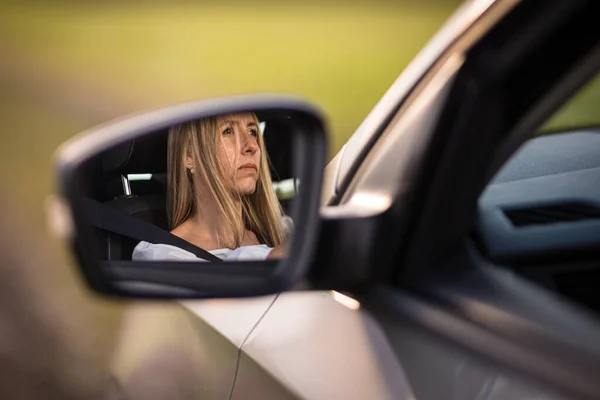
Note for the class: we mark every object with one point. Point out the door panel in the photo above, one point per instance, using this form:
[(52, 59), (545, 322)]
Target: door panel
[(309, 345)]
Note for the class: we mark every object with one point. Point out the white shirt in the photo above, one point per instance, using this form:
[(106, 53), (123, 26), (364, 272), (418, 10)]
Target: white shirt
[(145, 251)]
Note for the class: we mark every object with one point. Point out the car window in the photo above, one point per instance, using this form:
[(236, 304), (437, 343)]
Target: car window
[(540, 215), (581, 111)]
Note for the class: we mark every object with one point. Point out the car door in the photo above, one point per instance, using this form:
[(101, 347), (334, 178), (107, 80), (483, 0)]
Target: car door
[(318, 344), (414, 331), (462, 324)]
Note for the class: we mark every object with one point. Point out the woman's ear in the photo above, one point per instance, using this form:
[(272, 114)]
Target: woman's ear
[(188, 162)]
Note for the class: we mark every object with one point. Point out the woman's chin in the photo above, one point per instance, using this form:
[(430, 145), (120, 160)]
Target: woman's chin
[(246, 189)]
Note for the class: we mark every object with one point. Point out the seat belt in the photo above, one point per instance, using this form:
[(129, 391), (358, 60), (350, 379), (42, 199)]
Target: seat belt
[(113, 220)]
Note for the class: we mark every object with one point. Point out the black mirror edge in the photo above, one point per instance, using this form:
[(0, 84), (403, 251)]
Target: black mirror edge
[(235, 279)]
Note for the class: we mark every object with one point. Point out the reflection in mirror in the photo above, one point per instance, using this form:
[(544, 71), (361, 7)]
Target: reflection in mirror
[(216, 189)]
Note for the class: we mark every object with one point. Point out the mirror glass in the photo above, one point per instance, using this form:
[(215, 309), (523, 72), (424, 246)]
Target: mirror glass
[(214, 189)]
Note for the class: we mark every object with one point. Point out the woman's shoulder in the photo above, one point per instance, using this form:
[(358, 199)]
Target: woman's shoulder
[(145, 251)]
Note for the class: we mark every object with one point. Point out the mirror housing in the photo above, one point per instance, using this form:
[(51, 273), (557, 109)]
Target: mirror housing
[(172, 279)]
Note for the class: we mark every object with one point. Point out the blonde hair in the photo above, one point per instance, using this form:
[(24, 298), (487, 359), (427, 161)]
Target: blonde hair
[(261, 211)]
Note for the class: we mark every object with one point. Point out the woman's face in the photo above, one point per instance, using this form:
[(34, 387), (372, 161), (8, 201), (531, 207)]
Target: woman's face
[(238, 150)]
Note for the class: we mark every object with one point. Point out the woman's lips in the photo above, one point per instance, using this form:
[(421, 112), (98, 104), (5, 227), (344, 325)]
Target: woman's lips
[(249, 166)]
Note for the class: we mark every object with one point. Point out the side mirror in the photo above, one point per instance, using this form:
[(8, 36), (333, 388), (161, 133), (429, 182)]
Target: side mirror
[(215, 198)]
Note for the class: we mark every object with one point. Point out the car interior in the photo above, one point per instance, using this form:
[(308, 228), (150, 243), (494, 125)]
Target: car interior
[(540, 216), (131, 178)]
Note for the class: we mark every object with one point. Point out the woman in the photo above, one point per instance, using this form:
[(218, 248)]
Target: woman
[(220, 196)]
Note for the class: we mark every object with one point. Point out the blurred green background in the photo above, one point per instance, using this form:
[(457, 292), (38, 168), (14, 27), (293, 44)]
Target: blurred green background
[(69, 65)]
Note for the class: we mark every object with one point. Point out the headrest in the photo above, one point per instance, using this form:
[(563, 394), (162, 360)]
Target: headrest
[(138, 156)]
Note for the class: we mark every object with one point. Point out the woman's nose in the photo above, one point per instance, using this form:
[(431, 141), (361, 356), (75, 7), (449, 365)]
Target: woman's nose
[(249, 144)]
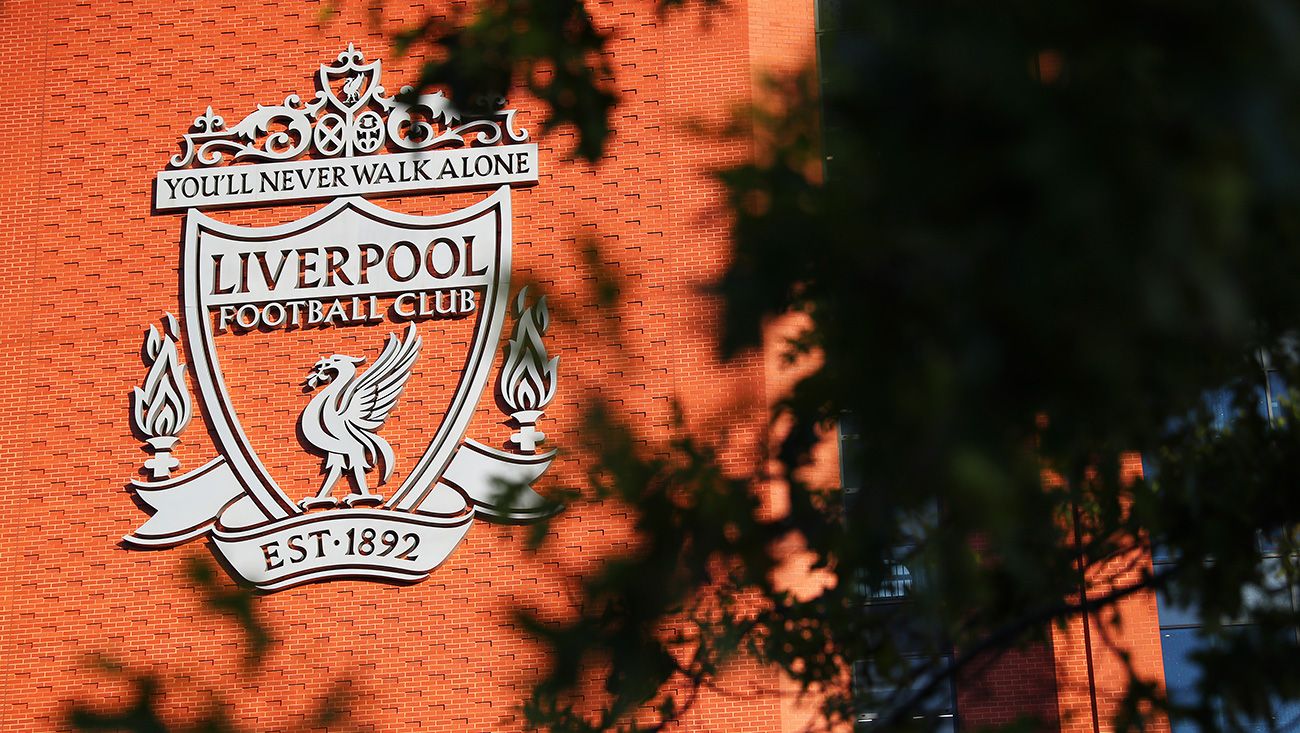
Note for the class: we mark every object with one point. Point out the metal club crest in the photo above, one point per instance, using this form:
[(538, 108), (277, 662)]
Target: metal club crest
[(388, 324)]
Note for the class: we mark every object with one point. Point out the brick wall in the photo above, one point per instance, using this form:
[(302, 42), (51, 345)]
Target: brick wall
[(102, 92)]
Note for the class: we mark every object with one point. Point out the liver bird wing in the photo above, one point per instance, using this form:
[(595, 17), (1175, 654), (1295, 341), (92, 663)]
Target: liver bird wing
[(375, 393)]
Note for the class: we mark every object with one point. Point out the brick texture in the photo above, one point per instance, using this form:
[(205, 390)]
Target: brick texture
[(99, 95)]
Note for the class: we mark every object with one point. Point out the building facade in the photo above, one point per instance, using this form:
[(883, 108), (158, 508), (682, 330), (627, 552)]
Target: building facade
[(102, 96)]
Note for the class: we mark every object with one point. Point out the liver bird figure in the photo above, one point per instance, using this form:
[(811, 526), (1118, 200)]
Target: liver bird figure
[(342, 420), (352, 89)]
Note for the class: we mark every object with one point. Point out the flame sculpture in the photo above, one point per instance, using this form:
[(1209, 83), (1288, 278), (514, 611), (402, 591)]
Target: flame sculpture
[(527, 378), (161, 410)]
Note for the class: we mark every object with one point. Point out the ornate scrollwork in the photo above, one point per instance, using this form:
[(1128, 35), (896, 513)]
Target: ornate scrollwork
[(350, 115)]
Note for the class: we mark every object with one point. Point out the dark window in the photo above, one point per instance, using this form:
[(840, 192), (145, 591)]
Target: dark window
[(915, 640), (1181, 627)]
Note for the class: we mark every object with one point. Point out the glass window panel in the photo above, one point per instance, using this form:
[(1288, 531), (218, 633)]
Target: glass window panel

→ Task instructions:
Recast the stretch from the line containing "out the ornate" through the last line of the records as a JSON list of strings, one string per line, leaving out blank lines.

→ Exercise response:
[
  "Note for the class: we mark every object with one point. Point out the ornate scrollwork in the photo above, one point per instance, using this form:",
  "[(1128, 35), (896, 513)]",
  "Target: ornate scrollwork",
  "[(350, 115)]",
  "Note for the class: we mark every object with one point. Point out the dark window in the photo above, one point per instance, using this form:",
  "[(840, 192), (145, 591)]",
  "Target: dark window",
  "[(915, 640), (1181, 627)]",
  "Note for the class: we mark every object with one point. Point out the glass window panel in the photo above, one point per instance, using this form:",
  "[(1288, 531), (218, 633)]",
  "Target: glass window panel"
]